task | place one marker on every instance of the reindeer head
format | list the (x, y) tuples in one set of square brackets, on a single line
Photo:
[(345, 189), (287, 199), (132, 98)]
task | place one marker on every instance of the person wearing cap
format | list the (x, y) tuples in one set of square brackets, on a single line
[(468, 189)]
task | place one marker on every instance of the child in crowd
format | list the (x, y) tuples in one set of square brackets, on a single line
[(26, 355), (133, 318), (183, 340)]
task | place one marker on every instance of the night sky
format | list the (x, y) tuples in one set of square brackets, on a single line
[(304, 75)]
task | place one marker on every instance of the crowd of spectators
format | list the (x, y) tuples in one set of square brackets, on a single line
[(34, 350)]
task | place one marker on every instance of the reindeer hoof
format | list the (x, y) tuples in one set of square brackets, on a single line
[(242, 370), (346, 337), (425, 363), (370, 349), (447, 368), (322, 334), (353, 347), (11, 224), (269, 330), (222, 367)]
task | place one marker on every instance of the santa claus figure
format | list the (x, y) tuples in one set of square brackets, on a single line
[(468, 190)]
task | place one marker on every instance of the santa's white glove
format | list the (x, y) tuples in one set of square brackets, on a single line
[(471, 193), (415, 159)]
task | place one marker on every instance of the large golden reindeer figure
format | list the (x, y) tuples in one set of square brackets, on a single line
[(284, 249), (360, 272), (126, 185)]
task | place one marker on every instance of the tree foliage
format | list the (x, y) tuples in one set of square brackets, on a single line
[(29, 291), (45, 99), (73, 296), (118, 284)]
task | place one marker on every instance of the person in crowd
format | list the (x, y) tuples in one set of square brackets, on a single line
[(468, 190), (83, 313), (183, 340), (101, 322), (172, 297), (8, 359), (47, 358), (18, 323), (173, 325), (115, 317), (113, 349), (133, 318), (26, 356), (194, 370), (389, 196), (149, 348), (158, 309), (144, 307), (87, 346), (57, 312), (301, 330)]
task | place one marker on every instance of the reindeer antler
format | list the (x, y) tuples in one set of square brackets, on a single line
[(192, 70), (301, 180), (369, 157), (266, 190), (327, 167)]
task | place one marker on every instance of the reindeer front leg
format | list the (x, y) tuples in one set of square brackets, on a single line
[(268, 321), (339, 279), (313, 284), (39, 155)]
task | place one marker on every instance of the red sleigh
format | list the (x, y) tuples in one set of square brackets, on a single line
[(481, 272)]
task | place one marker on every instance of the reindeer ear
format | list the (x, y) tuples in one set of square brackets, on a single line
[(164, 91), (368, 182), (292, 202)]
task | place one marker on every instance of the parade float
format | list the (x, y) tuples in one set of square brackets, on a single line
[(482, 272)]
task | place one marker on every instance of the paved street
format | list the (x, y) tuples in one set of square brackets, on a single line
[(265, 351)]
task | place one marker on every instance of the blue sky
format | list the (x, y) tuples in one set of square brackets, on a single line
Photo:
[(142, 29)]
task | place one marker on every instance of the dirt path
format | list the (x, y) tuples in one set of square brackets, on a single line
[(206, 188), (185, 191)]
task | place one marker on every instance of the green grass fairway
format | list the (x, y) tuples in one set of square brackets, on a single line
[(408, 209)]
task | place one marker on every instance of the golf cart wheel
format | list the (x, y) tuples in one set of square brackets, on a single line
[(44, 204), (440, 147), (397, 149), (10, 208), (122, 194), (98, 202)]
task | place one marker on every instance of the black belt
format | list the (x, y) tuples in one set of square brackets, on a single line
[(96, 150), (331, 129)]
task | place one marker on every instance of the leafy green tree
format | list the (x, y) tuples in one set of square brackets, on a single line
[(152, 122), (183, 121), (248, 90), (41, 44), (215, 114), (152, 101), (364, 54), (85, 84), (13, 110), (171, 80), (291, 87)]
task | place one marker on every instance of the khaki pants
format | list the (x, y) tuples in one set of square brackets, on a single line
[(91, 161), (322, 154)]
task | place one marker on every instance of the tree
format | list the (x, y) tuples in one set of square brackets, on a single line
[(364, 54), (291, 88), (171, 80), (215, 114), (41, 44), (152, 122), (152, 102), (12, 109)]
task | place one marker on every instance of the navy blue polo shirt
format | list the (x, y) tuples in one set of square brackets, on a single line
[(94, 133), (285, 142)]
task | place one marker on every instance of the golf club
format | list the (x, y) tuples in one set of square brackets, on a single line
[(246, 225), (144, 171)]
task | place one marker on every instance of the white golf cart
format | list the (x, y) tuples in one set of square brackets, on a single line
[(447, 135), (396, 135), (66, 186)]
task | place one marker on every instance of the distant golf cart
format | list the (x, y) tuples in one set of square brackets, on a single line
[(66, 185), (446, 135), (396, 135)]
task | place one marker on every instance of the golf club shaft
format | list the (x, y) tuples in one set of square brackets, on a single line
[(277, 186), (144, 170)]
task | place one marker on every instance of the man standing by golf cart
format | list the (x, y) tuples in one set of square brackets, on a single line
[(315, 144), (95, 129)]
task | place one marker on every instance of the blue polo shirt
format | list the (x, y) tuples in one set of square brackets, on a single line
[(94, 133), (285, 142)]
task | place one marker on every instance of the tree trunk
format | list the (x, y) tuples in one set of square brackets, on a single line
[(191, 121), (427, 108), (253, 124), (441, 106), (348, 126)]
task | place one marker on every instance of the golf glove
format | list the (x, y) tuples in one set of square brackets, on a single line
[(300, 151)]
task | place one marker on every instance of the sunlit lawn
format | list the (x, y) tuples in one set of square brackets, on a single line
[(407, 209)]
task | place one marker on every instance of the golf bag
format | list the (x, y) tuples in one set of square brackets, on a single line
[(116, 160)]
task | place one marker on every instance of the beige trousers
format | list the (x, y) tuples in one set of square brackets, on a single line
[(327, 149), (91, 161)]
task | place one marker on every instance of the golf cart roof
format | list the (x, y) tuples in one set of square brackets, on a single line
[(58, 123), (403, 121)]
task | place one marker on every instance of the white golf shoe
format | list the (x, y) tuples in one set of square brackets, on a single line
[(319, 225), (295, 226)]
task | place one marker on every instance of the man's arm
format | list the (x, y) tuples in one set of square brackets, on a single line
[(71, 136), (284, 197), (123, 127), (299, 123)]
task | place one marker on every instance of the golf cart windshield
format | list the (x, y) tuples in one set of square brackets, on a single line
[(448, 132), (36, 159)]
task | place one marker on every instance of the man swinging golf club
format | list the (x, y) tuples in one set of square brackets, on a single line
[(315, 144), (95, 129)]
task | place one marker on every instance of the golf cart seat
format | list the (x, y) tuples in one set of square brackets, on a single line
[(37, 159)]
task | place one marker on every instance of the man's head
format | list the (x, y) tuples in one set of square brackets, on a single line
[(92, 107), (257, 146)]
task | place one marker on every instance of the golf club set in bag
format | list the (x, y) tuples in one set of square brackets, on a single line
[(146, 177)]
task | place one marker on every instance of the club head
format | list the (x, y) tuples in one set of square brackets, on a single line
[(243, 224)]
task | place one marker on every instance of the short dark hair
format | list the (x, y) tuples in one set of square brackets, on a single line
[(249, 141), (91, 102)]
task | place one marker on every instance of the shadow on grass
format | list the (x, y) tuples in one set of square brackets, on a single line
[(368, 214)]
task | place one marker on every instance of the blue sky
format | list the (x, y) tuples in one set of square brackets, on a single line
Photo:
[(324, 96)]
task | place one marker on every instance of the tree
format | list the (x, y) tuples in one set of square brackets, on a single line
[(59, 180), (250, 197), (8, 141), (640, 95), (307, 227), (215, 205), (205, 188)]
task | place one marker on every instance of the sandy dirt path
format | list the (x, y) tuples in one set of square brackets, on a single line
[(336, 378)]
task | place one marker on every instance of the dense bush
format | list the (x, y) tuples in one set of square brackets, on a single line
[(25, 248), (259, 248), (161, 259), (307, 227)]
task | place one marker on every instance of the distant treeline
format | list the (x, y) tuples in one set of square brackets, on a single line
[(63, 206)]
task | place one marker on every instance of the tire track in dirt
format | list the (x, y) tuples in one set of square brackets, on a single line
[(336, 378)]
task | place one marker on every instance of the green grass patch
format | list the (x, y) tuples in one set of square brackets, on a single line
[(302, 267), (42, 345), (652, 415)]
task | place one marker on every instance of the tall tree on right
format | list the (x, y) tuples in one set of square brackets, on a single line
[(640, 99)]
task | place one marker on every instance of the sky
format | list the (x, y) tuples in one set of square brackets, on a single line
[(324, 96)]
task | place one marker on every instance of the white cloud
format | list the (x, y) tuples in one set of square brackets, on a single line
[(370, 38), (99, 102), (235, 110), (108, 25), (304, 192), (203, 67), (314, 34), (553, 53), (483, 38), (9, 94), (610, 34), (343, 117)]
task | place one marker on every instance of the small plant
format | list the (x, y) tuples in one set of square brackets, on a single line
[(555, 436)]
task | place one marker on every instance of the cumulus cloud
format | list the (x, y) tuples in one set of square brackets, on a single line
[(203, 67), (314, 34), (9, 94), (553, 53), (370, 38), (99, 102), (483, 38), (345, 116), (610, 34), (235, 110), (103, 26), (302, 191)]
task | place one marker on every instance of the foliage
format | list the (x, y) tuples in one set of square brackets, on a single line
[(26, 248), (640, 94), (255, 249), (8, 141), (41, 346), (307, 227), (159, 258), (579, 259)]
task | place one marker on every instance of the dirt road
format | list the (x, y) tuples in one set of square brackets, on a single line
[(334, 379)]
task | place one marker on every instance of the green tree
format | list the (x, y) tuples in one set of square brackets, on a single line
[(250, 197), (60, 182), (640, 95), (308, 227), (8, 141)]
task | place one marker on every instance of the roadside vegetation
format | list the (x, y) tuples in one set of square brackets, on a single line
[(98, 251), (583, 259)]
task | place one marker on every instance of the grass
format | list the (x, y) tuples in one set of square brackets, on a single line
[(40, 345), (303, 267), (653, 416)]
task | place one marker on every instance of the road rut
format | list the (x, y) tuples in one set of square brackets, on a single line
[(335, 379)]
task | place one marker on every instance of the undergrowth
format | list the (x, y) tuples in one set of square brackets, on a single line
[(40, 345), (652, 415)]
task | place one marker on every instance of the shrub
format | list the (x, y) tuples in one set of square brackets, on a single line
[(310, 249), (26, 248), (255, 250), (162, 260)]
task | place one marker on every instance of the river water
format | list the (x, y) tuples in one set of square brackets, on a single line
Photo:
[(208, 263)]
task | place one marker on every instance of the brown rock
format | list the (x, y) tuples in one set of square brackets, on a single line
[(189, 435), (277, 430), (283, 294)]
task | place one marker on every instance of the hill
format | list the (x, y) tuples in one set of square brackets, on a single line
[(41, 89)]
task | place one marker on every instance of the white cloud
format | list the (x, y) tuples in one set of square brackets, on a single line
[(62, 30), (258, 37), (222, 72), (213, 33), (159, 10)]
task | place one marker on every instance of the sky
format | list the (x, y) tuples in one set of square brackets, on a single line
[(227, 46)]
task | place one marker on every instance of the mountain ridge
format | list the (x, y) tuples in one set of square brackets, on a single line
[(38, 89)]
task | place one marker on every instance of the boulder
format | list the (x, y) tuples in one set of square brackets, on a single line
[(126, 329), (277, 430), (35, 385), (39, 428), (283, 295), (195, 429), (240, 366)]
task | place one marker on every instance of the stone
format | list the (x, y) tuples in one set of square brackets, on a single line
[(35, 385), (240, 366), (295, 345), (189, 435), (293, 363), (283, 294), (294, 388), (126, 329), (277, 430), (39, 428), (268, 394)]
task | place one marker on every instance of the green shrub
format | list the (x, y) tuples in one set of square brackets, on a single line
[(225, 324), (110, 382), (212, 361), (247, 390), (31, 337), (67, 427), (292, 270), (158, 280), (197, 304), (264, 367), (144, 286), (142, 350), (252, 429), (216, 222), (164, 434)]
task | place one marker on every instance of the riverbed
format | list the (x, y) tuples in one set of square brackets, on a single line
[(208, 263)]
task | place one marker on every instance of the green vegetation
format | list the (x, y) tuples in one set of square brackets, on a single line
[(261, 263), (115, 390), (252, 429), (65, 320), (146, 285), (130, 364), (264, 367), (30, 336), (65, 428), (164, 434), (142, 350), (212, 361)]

+ + + + +

#### [EXERCISE BRIEF]
Where a line of the data above includes "reindeer", copy that line.

#### [RESPONSE]
task | place one marker on every instance of the reindeer head
task | place one marker on every instance of the reindeer hoof
task | place one marker on every instance of the large golden reindeer figure
task | place one marker on every instance of the reindeer antler
task | place one marker on every instance of the reindeer front leg
task | place one marker on every instance of the reindeer ear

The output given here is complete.